[Source data]
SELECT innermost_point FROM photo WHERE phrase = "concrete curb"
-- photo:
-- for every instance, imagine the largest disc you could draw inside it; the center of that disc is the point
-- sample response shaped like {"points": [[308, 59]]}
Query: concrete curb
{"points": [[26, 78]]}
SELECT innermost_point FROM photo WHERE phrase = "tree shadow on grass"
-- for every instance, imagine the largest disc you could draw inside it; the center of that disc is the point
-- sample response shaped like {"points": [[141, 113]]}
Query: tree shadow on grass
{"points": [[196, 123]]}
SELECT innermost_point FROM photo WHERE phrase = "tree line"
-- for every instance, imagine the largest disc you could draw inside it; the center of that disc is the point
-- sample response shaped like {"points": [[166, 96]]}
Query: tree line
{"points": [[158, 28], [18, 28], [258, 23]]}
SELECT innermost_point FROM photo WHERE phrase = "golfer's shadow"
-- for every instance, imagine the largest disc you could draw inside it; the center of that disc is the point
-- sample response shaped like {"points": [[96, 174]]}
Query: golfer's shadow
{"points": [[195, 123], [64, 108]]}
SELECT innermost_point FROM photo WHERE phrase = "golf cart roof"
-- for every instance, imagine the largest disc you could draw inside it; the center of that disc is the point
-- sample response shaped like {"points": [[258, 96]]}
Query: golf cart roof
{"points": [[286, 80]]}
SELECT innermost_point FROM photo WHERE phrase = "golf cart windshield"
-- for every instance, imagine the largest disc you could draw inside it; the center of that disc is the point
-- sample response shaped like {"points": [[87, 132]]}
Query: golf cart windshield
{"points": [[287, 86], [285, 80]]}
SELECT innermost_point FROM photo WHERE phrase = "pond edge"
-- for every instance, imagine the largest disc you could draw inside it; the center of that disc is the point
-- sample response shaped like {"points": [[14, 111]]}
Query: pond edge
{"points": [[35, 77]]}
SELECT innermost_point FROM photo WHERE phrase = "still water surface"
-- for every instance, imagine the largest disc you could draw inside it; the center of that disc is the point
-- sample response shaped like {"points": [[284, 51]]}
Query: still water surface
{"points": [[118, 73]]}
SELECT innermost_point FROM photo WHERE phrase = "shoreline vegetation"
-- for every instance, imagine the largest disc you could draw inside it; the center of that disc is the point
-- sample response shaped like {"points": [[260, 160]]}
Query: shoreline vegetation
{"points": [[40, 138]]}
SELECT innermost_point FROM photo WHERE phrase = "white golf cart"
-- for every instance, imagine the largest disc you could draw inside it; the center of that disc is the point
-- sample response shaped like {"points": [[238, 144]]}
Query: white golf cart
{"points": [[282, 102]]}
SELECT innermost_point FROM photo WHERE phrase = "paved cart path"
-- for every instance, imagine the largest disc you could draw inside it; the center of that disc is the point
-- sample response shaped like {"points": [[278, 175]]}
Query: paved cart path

■ **YOUR ASSIGNMENT**
Every line above with the word "path" belongs in the answer, copied as written.

■ **RESULT FOR THIS TASK**
SELECT innermost_point FROM photo WHERE phrase = "paved cart path"
Query: paved cart path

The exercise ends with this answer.